■ BRIEF
Which lines of the data contain the string "patch"? Copy every one.

[Stored records]

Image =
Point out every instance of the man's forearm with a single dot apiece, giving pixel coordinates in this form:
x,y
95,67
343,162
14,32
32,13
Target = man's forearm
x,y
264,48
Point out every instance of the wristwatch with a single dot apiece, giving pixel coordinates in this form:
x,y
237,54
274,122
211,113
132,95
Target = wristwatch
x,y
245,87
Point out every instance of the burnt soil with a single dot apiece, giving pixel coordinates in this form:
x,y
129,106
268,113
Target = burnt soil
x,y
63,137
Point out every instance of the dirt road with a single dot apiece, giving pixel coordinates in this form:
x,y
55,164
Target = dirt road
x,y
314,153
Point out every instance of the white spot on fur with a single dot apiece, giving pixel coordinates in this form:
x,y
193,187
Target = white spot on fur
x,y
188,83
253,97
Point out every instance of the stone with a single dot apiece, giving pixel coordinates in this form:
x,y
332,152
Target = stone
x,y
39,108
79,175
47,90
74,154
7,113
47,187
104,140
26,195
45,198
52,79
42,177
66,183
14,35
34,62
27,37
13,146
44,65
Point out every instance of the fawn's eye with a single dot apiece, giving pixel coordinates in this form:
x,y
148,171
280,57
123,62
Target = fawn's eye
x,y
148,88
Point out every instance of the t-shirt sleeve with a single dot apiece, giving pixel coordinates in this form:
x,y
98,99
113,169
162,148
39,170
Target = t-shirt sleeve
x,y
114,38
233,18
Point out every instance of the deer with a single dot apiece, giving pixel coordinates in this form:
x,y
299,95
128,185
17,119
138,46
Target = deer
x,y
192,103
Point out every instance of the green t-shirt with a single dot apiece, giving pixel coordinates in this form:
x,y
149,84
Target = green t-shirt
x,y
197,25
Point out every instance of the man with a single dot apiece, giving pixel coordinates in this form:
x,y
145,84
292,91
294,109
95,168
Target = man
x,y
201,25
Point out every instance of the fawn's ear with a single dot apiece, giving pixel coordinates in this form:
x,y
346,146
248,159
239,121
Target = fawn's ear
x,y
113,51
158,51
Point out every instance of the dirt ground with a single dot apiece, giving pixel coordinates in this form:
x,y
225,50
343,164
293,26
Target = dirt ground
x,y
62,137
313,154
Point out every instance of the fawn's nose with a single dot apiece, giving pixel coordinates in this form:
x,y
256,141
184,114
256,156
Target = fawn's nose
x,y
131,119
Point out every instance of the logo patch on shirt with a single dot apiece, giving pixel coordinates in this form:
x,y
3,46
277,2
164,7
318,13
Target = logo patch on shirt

■ ANSWER TO THIS PROBLEM
Point out every instance of the logo patch on shirt with a single dot apiece, giving pixel coordinates in this form:
Target = logo patch on shirt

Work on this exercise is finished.